ПРИВЕДЁННЫЙ МАТЕРИАЛ:
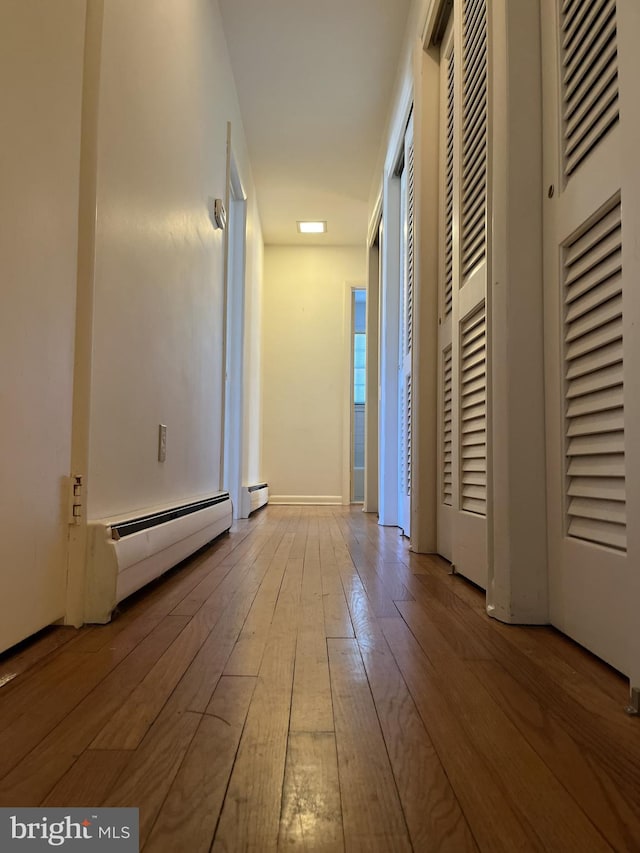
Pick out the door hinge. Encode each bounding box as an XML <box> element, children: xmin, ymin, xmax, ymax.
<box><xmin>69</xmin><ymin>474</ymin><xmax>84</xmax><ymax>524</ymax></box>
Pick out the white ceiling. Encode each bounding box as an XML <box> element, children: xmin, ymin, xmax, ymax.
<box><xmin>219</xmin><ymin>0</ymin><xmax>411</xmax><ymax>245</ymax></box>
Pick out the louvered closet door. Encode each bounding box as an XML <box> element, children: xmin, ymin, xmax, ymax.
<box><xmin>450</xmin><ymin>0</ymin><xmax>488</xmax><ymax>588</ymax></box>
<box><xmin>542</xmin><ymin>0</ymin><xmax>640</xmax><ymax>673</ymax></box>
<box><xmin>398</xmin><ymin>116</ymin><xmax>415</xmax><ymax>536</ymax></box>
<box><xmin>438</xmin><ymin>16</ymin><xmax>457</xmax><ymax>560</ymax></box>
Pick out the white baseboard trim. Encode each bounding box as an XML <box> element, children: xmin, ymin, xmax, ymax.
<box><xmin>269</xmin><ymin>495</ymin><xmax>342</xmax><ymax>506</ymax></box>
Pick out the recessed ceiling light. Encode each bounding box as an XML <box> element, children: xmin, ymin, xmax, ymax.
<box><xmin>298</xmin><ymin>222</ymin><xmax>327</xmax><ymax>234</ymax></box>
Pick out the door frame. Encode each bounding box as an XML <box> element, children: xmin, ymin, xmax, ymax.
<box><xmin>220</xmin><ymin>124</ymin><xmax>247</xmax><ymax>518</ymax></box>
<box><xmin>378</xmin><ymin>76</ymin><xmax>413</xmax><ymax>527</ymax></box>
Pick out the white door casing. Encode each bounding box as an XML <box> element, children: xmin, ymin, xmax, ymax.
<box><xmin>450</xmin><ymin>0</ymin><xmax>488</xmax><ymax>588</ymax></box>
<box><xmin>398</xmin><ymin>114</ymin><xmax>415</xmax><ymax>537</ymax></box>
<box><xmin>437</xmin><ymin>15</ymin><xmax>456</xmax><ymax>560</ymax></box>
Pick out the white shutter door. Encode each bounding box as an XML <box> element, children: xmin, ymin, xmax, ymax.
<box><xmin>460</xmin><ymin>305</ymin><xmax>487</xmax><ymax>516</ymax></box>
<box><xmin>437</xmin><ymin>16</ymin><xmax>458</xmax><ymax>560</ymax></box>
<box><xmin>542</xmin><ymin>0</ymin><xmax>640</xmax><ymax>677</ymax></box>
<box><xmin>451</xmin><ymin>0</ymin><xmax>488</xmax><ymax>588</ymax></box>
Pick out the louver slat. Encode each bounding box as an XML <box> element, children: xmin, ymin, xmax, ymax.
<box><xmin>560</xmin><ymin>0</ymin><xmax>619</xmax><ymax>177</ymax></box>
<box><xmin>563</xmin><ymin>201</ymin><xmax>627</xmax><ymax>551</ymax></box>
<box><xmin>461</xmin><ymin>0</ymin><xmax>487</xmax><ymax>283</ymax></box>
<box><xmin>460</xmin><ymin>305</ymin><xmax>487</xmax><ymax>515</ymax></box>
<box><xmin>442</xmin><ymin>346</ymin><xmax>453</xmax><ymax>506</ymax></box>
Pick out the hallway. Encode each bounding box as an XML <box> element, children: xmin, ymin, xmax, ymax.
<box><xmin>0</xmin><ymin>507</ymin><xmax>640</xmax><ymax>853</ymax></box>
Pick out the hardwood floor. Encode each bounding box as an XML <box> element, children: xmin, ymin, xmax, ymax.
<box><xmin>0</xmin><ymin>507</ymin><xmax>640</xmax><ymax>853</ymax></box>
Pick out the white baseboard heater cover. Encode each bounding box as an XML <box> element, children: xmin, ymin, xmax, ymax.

ЗАДАНИЕ:
Отредактируйте весь материал выше: везде замените «Pick out» на «Locate», а остальное оставьте без изменений. Изображения в ответ не включайте.

ОТВЕТ НА ЗАДАНИЕ:
Locate the door hinge. Encode each bounding box as an XML <box> element, children: xmin, ymin, xmax, ymax.
<box><xmin>69</xmin><ymin>474</ymin><xmax>84</xmax><ymax>524</ymax></box>
Locate the white ceiling. Encode each bounding box as an XML <box> element, children: xmin, ymin, xmax, ymax.
<box><xmin>219</xmin><ymin>0</ymin><xmax>411</xmax><ymax>245</ymax></box>
Locate the louvered closet door. Encode each bounding box as an XML <box> element, children: xmin, ymin, xmax, ymax.
<box><xmin>450</xmin><ymin>0</ymin><xmax>488</xmax><ymax>588</ymax></box>
<box><xmin>542</xmin><ymin>0</ymin><xmax>640</xmax><ymax>673</ymax></box>
<box><xmin>398</xmin><ymin>116</ymin><xmax>415</xmax><ymax>536</ymax></box>
<box><xmin>438</xmin><ymin>16</ymin><xmax>457</xmax><ymax>560</ymax></box>
Locate the white baseboard trim. Encode each bounding box as an XML <box> element, children: xmin, ymin, xmax, ymax.
<box><xmin>269</xmin><ymin>495</ymin><xmax>342</xmax><ymax>506</ymax></box>
Locate the recessed ceiling light. Encode each bounding box as an XML <box> element, children: xmin, ymin, xmax, ymax.
<box><xmin>298</xmin><ymin>222</ymin><xmax>327</xmax><ymax>234</ymax></box>
Locate the door frame. Encode each bounding box as an XML <box> element, children: xmin, ymin, xmax, ymax.
<box><xmin>220</xmin><ymin>124</ymin><xmax>247</xmax><ymax>518</ymax></box>
<box><xmin>378</xmin><ymin>76</ymin><xmax>413</xmax><ymax>527</ymax></box>
Locate the white door casing. Encode each bounding box as an XML <box> element, children: xmin, ymin, xmax, ymax.
<box><xmin>450</xmin><ymin>0</ymin><xmax>488</xmax><ymax>588</ymax></box>
<box><xmin>398</xmin><ymin>114</ymin><xmax>415</xmax><ymax>537</ymax></box>
<box><xmin>437</xmin><ymin>15</ymin><xmax>456</xmax><ymax>560</ymax></box>
Locate the white shutter door. Encode each bounding box as an XML <box> element, children: xmin, ymin, xmax, ymax.
<box><xmin>460</xmin><ymin>305</ymin><xmax>487</xmax><ymax>516</ymax></box>
<box><xmin>437</xmin><ymin>16</ymin><xmax>458</xmax><ymax>560</ymax></box>
<box><xmin>542</xmin><ymin>0</ymin><xmax>640</xmax><ymax>677</ymax></box>
<box><xmin>451</xmin><ymin>0</ymin><xmax>488</xmax><ymax>588</ymax></box>
Locate the louver slat. Encode each bounding box as an XML <box> element, children: xmin, ymin, xmax, ymax.
<box><xmin>560</xmin><ymin>0</ymin><xmax>619</xmax><ymax>177</ymax></box>
<box><xmin>563</xmin><ymin>201</ymin><xmax>627</xmax><ymax>551</ymax></box>
<box><xmin>461</xmin><ymin>0</ymin><xmax>487</xmax><ymax>283</ymax></box>
<box><xmin>460</xmin><ymin>305</ymin><xmax>487</xmax><ymax>515</ymax></box>
<box><xmin>442</xmin><ymin>346</ymin><xmax>453</xmax><ymax>506</ymax></box>
Locate the hallway. Encode each bounding box as an XML <box> element, children: xmin, ymin, xmax, ymax.
<box><xmin>0</xmin><ymin>507</ymin><xmax>640</xmax><ymax>853</ymax></box>
Locate the hardwood floor. Encode each bounding box as an XML <box> element, children: xmin, ymin, xmax, ymax.
<box><xmin>0</xmin><ymin>507</ymin><xmax>640</xmax><ymax>853</ymax></box>
Locate the white baseboard heater cover. Encode each bounding box as an XML <box> element, children: xmin, ymin, xmax, ymax.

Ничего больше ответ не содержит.